(Material to process)

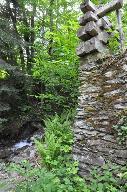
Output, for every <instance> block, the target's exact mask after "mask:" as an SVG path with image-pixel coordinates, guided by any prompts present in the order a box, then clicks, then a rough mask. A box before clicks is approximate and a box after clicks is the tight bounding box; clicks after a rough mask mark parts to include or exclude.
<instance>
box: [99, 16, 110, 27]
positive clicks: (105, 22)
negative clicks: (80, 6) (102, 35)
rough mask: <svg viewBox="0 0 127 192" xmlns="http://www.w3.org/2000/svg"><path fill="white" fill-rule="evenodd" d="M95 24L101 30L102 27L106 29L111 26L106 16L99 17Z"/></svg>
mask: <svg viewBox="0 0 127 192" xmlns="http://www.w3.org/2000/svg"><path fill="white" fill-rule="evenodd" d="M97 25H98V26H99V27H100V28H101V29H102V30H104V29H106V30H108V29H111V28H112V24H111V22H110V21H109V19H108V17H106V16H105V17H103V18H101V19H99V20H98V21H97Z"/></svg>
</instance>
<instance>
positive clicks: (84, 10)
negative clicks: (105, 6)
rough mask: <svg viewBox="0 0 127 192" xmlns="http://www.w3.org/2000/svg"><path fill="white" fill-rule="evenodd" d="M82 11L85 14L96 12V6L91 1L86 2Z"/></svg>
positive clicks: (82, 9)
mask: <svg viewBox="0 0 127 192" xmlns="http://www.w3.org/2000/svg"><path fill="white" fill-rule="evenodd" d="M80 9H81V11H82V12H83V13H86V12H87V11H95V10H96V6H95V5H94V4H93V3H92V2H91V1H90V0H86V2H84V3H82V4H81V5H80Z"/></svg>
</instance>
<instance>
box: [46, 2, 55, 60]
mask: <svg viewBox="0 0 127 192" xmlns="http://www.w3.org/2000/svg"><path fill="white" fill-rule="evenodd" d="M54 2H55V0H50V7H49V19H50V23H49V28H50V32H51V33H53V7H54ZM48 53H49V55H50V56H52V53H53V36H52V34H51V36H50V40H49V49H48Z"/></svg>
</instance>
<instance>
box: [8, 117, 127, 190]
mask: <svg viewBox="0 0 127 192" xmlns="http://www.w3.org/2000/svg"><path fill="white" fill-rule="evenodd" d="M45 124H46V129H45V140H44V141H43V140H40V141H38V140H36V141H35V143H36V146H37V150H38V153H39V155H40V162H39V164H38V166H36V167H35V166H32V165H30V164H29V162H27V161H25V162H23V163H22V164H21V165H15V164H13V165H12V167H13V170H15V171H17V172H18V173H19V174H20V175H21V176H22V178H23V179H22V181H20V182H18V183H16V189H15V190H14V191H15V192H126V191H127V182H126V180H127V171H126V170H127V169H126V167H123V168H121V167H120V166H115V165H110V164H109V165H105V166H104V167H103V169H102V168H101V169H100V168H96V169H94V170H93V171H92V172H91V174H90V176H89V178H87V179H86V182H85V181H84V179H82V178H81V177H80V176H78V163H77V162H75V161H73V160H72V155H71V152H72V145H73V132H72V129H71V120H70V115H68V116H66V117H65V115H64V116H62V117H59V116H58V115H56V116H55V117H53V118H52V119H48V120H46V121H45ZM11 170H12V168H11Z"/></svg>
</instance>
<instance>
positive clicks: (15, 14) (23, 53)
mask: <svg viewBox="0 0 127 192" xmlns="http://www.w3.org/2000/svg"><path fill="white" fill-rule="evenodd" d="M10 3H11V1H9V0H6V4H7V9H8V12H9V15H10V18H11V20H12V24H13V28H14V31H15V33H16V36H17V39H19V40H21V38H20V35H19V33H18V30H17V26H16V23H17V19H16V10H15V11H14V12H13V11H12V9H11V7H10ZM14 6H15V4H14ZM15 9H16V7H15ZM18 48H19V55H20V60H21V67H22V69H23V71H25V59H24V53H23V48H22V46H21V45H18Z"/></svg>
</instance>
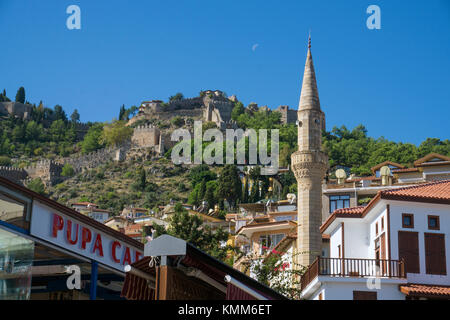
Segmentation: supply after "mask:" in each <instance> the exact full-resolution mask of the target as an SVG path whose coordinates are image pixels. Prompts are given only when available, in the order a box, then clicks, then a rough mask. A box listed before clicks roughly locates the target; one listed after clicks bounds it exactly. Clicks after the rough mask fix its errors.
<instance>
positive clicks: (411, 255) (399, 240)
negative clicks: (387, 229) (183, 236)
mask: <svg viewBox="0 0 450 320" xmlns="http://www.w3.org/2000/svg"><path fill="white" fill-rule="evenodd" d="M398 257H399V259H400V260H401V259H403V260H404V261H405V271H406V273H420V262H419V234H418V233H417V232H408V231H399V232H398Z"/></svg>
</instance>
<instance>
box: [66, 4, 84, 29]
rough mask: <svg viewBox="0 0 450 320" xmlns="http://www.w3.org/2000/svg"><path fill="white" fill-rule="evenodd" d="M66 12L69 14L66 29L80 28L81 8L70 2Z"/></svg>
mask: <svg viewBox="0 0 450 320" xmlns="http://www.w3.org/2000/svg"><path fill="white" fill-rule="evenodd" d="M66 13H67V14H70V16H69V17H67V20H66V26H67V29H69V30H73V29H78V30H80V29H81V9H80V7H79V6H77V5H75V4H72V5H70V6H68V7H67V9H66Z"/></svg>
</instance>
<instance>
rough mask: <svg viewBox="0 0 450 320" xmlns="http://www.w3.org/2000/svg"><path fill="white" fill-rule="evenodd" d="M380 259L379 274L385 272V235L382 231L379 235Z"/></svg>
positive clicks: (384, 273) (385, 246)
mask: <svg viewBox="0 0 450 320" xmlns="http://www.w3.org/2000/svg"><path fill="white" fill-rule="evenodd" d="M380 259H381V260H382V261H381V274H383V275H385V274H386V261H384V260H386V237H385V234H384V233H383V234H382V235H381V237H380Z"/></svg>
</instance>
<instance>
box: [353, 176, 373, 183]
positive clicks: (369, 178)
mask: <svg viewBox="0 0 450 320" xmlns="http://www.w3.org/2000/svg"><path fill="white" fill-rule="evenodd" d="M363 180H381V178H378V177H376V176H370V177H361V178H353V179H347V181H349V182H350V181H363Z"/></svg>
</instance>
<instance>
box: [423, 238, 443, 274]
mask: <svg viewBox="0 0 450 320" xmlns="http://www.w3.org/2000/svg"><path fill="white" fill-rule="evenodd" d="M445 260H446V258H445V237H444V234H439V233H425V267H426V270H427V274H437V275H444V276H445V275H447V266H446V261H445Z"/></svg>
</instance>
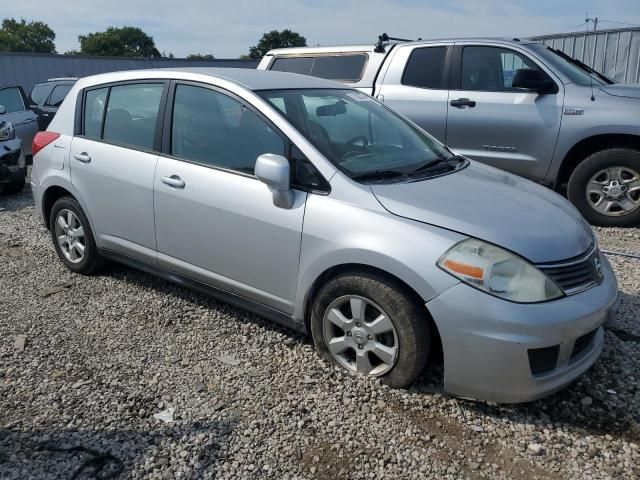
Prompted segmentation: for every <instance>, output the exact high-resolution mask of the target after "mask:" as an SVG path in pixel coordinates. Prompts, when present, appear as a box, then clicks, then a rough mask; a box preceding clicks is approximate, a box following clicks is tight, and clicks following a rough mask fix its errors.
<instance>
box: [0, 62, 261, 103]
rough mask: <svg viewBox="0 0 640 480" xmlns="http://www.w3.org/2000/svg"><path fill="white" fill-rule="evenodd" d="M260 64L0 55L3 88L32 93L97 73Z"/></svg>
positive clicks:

(End Material to process)

What you should do: Retype every entry exactly as written. Leave the pictures out.

Solution to this exercise:
Output, for every <instance> block, the target's exact mask after "mask:" as an SVG path with image-pixel coordinates, guided by any prompts present in the order a box, then clicks, then a rough mask. A box before clicks is approximate and a box after clicks is the tight bounding box; clicks after a rough mask mark parts to include or exclude.
<instance>
box: [99, 16, 110, 27]
positive clicks: (105, 22)
negative clicks: (80, 6) (102, 35)
rough mask: <svg viewBox="0 0 127 192" xmlns="http://www.w3.org/2000/svg"><path fill="white" fill-rule="evenodd" d="M95 24L101 30L102 27L106 29L111 26L106 16L99 17Z"/></svg>
mask: <svg viewBox="0 0 127 192" xmlns="http://www.w3.org/2000/svg"><path fill="white" fill-rule="evenodd" d="M97 25H98V26H99V27H100V28H101V29H102V30H104V29H106V30H108V29H111V28H112V24H111V22H110V21H109V19H108V17H106V16H105V17H103V18H101V19H99V20H98V21H97Z"/></svg>
</instance>
<instance>
positive clicks: (84, 10)
negative clicks: (105, 6)
rough mask: <svg viewBox="0 0 127 192" xmlns="http://www.w3.org/2000/svg"><path fill="white" fill-rule="evenodd" d="M82 11L85 14L96 12V6L91 1L86 2Z"/></svg>
positive clicks: (82, 9)
mask: <svg viewBox="0 0 127 192" xmlns="http://www.w3.org/2000/svg"><path fill="white" fill-rule="evenodd" d="M80 9H81V11H82V12H83V13H86V12H87V11H95V10H96V6H95V5H94V4H93V3H92V2H91V1H90V0H86V2H84V3H82V4H81V5H80Z"/></svg>
</instance>
<instance>
box: [46, 2, 55, 60]
mask: <svg viewBox="0 0 127 192" xmlns="http://www.w3.org/2000/svg"><path fill="white" fill-rule="evenodd" d="M54 2H55V0H50V7H49V19H50V23H49V28H50V32H51V33H53V7H54ZM48 53H49V55H50V56H52V53H53V36H52V34H51V36H50V40H49V49H48Z"/></svg>
</instance>
<instance>
box: [8, 117, 127, 190]
mask: <svg viewBox="0 0 127 192" xmlns="http://www.w3.org/2000/svg"><path fill="white" fill-rule="evenodd" d="M45 124H46V129H45V140H44V141H43V140H40V141H38V140H36V141H35V143H36V146H37V150H38V153H39V155H40V162H39V164H38V166H36V167H35V166H32V165H30V164H29V162H27V161H25V162H23V163H22V164H21V165H15V164H13V165H12V167H13V170H15V171H17V172H18V173H19V174H20V175H21V176H22V178H23V179H22V181H20V182H18V183H16V189H15V190H14V191H15V192H126V191H127V182H126V180H127V171H126V170H127V169H126V167H123V168H121V167H120V166H115V165H110V164H109V165H105V166H104V167H103V169H102V168H101V169H100V168H96V169H94V170H93V171H92V172H91V174H90V176H89V178H87V179H86V182H85V181H84V179H82V178H81V177H80V176H78V163H77V162H75V161H73V160H72V155H71V152H72V145H73V132H72V129H71V120H70V115H68V116H66V117H65V115H64V116H62V117H59V116H58V115H56V116H55V117H53V118H52V119H48V120H46V121H45ZM11 170H12V168H11Z"/></svg>
</instance>
<instance>
positive clicks: (15, 14) (23, 53)
mask: <svg viewBox="0 0 127 192" xmlns="http://www.w3.org/2000/svg"><path fill="white" fill-rule="evenodd" d="M10 3H11V1H9V0H6V4H7V9H8V12H9V15H10V18H11V20H12V24H13V28H14V31H15V33H16V36H17V39H19V40H21V38H20V35H19V33H18V30H17V26H16V23H17V19H16V10H15V11H14V12H13V11H12V9H11V7H10ZM14 6H15V4H14ZM15 9H16V7H15ZM18 48H19V55H20V60H21V67H22V69H23V71H25V59H24V53H23V48H22V46H21V45H18Z"/></svg>
</instance>
Segmentation: supply after "mask:" in each <instance> the exact full-resolution mask of the target as an SVG path whose coordinates are image pixels. Prompts are given only when available, in the order a box, then clicks, then a rough mask. A box listed before clicks roughly locates the target; one listed after clicks bounds it exactly. Clicks after the rough mask fix its errors.
<instance>
positive clicks: (411, 255) (399, 240)
negative clicks: (387, 229) (183, 236)
mask: <svg viewBox="0 0 450 320" xmlns="http://www.w3.org/2000/svg"><path fill="white" fill-rule="evenodd" d="M398 257H399V259H400V260H401V259H403V260H404V261H405V271H406V273H420V262H419V234H418V233H417V232H408V231H399V232H398Z"/></svg>
</instance>
<instance>
box: [66, 4, 84, 29]
rough mask: <svg viewBox="0 0 450 320" xmlns="http://www.w3.org/2000/svg"><path fill="white" fill-rule="evenodd" d="M66 12L69 14L66 29L80 28L81 8L70 2Z"/></svg>
mask: <svg viewBox="0 0 450 320" xmlns="http://www.w3.org/2000/svg"><path fill="white" fill-rule="evenodd" d="M66 13H67V14H70V16H69V17H67V20H66V26H67V29H69V30H73V29H78V30H80V29H81V9H80V7H79V6H77V5H75V4H72V5H70V6H68V7H67V9H66Z"/></svg>
</instance>
<instance>
rough mask: <svg viewBox="0 0 450 320" xmlns="http://www.w3.org/2000/svg"><path fill="white" fill-rule="evenodd" d="M380 259L379 274L385 272V235L382 231L379 235Z"/></svg>
positive clicks: (384, 273) (385, 246)
mask: <svg viewBox="0 0 450 320" xmlns="http://www.w3.org/2000/svg"><path fill="white" fill-rule="evenodd" d="M380 259H381V260H382V261H381V274H383V275H385V274H386V261H384V260H386V237H385V234H384V233H383V234H382V235H381V237H380Z"/></svg>
</instance>
<instance>
box: [353, 176, 373, 183]
positive clicks: (369, 178)
mask: <svg viewBox="0 0 450 320" xmlns="http://www.w3.org/2000/svg"><path fill="white" fill-rule="evenodd" d="M363 180H381V178H378V177H376V176H370V177H361V178H353V179H347V181H349V182H350V181H363Z"/></svg>
</instance>
<instance>
box: [423, 238, 443, 274]
mask: <svg viewBox="0 0 450 320" xmlns="http://www.w3.org/2000/svg"><path fill="white" fill-rule="evenodd" d="M445 260H446V258H445V237H444V234H439V233H425V267H426V270H427V274H437V275H444V276H445V275H447V266H446V261H445Z"/></svg>
</instance>
Prompted segmentation: for every <instance>, output the exact high-resolution mask of the target after "mask:" as an SVG path in pixel coordinates. Prompts, when present, appear as a box, then clicks, then a rough mask; a box preceding clicks is approximate, a box following clicks is tight, and clicks following a rough mask fix its errors.
<instance>
box: [0, 62, 261, 103]
rough mask: <svg viewBox="0 0 640 480" xmlns="http://www.w3.org/2000/svg"><path fill="white" fill-rule="evenodd" d="M260 64L0 55L3 88L32 93L97 73Z"/></svg>
positive clicks:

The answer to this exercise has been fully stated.